:: Problem to solve ::
Restate every line of the material, word for word.

-- begin Data excerpts --

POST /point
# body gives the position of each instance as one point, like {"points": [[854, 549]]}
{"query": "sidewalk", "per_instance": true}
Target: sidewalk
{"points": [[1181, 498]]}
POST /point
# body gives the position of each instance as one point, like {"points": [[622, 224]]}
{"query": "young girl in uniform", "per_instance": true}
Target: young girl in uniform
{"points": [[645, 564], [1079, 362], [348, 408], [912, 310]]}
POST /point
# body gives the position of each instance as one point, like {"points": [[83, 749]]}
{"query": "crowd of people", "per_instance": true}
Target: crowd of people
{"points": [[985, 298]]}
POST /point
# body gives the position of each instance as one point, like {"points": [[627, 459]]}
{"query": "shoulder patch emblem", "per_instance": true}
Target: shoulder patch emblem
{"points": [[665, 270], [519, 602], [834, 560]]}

-- end Data excerpts --

:: Task output ::
POST /point
# body gives the position of each instance as one point, like {"points": [[854, 549]]}
{"query": "sidewalk", "per_instance": true}
Target: sidewalk
{"points": [[1181, 498]]}
POST /point
# body gives the position of each instance as one point, like {"points": [[622, 224]]}
{"query": "young girl in uniform", "per_instance": true}
Target: young girl in uniform
{"points": [[645, 564], [1079, 362], [348, 408], [912, 310]]}
POST /point
# body gives the position of each instance as one point, like {"points": [[83, 749]]}
{"query": "crowd of people", "per_instance": true}
Target: crowd of people
{"points": [[985, 298]]}
POST /point
# body gives the position of each instance as one point, like {"points": [[627, 459]]}
{"query": "shoulder patch emblem", "per_instance": true}
Target: shoulder patch emblem
{"points": [[665, 270], [519, 602], [834, 560]]}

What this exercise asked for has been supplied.